::: Supplied data

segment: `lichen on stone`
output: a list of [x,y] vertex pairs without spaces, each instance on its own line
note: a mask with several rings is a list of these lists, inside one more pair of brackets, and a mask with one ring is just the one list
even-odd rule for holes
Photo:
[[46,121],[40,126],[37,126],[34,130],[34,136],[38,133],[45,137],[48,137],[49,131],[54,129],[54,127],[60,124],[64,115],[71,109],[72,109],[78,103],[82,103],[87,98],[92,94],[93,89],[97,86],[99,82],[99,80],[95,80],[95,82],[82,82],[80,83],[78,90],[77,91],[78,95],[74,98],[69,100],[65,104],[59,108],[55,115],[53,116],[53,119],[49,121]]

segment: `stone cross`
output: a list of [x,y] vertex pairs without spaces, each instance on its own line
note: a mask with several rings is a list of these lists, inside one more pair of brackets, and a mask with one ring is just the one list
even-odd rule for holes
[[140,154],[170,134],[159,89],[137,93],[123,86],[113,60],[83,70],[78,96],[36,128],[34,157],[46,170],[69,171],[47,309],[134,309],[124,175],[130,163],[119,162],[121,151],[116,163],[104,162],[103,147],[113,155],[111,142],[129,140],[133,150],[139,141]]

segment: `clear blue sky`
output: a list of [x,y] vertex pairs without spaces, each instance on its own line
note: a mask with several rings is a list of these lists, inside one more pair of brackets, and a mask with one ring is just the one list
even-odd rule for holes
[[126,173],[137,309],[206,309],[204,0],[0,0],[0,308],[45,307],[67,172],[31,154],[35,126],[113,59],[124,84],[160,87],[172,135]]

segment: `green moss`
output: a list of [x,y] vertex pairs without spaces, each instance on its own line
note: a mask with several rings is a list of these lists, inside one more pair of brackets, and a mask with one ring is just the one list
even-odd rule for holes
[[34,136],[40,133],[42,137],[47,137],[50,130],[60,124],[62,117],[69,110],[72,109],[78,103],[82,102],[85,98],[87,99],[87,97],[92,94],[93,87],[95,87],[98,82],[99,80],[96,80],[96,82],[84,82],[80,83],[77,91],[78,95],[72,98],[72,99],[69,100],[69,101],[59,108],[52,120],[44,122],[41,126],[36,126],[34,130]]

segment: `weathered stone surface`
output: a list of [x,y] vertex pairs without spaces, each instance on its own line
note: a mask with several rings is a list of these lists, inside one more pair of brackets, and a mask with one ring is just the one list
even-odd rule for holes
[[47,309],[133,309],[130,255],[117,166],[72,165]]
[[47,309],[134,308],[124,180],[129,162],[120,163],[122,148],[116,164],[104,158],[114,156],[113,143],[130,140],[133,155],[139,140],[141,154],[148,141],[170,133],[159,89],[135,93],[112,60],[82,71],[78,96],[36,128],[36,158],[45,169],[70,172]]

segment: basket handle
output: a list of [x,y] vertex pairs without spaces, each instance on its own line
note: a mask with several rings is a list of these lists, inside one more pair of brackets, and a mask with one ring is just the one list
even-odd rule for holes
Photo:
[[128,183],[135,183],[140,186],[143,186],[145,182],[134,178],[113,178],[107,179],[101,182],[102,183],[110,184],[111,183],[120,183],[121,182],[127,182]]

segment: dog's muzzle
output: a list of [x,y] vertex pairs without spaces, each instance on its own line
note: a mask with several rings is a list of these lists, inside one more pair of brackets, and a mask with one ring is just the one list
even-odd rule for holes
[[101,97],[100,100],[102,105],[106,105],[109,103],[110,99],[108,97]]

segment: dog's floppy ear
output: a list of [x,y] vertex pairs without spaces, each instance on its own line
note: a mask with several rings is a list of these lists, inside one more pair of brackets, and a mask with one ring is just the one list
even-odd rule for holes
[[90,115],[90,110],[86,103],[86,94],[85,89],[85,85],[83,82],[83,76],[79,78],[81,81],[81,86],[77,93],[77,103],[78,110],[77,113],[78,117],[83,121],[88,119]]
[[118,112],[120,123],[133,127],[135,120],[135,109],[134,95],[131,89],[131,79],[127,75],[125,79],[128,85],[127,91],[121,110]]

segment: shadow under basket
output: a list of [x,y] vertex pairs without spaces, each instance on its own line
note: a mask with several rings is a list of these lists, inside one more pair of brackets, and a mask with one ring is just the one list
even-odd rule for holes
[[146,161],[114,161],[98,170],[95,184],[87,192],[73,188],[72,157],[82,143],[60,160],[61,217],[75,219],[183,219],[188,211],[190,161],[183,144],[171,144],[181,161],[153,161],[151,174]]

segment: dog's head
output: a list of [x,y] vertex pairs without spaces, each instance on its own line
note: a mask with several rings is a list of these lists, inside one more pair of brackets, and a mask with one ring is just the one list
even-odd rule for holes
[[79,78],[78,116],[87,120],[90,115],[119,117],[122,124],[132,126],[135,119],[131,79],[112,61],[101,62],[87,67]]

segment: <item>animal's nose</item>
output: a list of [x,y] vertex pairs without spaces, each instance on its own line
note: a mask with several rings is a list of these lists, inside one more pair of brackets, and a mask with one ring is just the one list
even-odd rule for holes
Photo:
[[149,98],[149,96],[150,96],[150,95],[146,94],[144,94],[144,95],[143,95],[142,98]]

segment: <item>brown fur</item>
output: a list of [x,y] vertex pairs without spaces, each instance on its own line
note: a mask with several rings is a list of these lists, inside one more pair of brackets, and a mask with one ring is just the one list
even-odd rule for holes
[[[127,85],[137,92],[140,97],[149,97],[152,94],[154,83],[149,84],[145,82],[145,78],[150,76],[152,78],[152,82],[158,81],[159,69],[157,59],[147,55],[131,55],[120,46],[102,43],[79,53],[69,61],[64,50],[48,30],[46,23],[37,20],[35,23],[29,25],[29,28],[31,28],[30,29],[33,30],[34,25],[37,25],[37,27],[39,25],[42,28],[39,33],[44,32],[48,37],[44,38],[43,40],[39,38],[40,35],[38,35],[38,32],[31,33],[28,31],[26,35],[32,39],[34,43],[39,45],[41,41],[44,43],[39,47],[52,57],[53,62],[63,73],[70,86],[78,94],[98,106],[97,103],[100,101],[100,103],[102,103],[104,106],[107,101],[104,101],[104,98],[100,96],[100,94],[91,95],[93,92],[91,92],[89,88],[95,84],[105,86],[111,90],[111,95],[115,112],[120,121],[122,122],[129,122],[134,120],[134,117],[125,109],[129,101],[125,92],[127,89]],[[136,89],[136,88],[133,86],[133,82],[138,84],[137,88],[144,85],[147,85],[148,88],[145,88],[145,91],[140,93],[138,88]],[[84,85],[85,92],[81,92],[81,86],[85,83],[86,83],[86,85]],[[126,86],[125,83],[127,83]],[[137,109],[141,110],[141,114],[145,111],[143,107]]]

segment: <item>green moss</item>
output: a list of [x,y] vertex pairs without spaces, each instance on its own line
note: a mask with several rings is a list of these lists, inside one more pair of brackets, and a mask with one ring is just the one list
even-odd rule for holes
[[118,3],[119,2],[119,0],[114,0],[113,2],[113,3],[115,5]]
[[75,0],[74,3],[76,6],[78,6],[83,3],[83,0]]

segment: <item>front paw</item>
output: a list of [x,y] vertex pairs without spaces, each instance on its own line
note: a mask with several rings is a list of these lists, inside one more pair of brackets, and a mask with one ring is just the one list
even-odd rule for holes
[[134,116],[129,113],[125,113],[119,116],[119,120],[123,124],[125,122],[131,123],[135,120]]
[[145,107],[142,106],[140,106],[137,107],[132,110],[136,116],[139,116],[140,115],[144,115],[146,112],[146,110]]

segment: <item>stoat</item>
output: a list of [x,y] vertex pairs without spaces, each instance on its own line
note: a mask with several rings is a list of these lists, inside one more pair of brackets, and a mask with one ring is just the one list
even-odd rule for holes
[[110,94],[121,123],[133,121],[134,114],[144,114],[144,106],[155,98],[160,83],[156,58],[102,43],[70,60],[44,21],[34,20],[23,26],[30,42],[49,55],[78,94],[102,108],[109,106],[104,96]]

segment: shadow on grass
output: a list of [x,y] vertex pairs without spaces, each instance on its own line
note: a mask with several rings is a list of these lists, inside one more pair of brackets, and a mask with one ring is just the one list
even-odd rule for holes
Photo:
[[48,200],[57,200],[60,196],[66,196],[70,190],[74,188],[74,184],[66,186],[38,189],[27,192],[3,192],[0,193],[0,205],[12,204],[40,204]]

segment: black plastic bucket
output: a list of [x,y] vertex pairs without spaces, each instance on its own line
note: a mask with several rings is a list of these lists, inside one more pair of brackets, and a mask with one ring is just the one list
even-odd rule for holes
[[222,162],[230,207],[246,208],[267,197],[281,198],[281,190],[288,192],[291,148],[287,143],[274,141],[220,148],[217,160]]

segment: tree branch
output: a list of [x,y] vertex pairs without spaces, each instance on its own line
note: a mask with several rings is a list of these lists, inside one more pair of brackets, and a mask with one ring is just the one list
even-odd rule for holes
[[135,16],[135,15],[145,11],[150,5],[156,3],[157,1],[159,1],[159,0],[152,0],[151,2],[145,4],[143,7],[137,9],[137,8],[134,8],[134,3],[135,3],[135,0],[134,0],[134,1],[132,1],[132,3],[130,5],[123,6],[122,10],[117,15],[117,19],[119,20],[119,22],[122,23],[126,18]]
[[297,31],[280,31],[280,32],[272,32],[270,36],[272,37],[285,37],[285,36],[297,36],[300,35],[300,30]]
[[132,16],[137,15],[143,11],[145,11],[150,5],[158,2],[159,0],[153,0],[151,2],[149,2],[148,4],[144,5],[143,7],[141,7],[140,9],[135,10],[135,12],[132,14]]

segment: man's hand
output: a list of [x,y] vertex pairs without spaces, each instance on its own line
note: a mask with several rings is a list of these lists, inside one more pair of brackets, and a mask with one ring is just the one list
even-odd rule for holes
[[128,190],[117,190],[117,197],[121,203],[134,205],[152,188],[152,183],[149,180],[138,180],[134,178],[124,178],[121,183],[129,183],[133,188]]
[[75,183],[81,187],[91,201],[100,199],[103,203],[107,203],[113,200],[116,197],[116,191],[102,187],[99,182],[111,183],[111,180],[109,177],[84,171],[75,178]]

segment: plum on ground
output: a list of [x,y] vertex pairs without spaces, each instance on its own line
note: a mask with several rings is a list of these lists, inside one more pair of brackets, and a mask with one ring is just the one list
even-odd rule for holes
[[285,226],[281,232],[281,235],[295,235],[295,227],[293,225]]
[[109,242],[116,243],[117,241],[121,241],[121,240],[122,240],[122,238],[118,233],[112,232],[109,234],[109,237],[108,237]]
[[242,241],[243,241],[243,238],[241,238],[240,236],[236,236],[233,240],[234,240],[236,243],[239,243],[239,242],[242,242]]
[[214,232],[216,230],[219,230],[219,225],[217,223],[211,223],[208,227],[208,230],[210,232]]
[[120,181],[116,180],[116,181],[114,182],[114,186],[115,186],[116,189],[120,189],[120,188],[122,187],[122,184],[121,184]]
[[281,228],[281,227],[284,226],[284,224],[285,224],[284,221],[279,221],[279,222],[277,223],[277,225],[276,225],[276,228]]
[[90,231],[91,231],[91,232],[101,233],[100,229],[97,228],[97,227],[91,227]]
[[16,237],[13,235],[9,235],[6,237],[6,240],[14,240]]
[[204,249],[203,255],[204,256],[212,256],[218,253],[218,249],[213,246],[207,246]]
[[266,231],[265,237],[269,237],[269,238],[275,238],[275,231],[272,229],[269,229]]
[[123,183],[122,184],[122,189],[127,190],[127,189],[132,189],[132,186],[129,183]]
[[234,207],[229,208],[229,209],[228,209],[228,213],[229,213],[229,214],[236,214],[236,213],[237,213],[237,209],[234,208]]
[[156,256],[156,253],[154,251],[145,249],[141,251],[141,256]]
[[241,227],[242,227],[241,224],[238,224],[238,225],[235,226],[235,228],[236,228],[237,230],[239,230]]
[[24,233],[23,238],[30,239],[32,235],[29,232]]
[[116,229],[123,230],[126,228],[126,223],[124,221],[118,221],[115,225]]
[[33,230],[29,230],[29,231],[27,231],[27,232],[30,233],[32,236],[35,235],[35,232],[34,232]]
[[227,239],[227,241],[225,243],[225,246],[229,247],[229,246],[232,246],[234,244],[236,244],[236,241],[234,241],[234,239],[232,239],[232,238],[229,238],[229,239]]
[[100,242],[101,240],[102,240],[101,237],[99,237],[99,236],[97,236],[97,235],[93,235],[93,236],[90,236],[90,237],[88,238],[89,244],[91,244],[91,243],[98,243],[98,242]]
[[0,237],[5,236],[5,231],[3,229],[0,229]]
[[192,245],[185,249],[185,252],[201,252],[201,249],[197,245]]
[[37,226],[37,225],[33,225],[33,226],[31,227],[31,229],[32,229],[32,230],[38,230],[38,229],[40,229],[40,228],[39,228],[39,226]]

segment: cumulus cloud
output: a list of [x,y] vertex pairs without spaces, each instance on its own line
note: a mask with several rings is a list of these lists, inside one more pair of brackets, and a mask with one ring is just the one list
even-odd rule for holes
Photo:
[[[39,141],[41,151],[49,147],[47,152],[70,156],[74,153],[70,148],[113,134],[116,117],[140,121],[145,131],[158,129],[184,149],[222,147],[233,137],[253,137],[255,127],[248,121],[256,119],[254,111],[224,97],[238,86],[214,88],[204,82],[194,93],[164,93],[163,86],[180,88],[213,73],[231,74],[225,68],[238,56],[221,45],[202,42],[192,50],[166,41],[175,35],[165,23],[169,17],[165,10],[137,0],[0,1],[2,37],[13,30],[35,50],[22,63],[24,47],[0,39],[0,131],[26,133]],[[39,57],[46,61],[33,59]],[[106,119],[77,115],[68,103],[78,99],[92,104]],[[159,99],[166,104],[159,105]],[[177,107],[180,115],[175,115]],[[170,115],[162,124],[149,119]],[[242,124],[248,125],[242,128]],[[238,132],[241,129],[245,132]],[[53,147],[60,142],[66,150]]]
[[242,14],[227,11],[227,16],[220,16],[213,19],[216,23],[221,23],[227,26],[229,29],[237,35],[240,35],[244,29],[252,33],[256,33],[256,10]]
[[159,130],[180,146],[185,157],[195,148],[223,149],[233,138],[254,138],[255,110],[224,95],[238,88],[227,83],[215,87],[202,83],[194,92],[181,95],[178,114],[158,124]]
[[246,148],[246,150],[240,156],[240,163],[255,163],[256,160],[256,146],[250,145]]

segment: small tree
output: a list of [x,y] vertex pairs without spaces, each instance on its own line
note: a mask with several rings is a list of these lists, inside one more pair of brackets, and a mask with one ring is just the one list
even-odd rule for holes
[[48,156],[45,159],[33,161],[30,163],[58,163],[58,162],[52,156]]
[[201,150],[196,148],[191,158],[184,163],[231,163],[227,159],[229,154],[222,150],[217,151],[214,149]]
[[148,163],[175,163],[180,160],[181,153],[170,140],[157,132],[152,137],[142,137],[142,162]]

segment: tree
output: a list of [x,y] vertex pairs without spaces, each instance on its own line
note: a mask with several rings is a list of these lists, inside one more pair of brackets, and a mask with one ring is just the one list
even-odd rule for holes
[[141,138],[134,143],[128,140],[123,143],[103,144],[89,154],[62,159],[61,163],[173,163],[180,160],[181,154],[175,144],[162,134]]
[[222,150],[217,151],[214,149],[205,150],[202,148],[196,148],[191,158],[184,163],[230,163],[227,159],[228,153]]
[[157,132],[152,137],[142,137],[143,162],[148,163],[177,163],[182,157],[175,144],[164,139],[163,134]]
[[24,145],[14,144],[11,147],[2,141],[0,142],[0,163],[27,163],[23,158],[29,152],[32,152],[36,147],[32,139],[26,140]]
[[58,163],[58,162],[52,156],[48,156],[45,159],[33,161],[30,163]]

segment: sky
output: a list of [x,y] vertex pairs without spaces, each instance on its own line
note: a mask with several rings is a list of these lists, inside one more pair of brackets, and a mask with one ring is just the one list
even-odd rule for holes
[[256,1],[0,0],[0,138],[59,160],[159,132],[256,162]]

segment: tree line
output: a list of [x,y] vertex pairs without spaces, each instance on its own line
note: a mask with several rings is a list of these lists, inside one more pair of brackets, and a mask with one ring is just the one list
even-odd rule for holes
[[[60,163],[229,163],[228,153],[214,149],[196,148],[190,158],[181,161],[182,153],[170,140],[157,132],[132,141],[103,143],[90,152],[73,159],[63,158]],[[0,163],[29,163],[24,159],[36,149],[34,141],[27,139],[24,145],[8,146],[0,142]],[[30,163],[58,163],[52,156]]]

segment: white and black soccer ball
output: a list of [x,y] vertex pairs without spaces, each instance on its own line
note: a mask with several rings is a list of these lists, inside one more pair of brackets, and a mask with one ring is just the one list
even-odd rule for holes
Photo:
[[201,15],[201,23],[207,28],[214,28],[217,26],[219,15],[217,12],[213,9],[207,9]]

::::::

**Instructions to follow**
Reproduce the records from the line containing "segment: tree line" through the end of the records, inclusive, with every line unchanged.

**Final answer**
segment: tree line
output: a list of [x,y] vertex pairs without spaces, each instance on its own line
note: a mask with several rings is a list of these lists, inside one more pair of brackets, and a mask with one ring is just the one list
even-odd rule for holes
[[[60,163],[229,163],[228,153],[214,149],[196,148],[190,158],[181,161],[182,153],[170,140],[157,132],[132,141],[103,143],[90,152],[73,159],[63,158]],[[0,163],[29,163],[24,159],[36,149],[34,141],[27,139],[24,145],[8,146],[0,142]],[[30,163],[58,163],[52,156]]]

segment: white and black soccer ball
output: a list of [x,y] vertex pairs without spaces, each instance on its own line
note: a mask with several rings is a list of these lists, inside one more pair of brackets, and a mask with one ring is just the one list
even-odd rule for holes
Photo:
[[201,15],[201,23],[207,28],[214,28],[217,26],[219,15],[217,12],[213,9],[207,9]]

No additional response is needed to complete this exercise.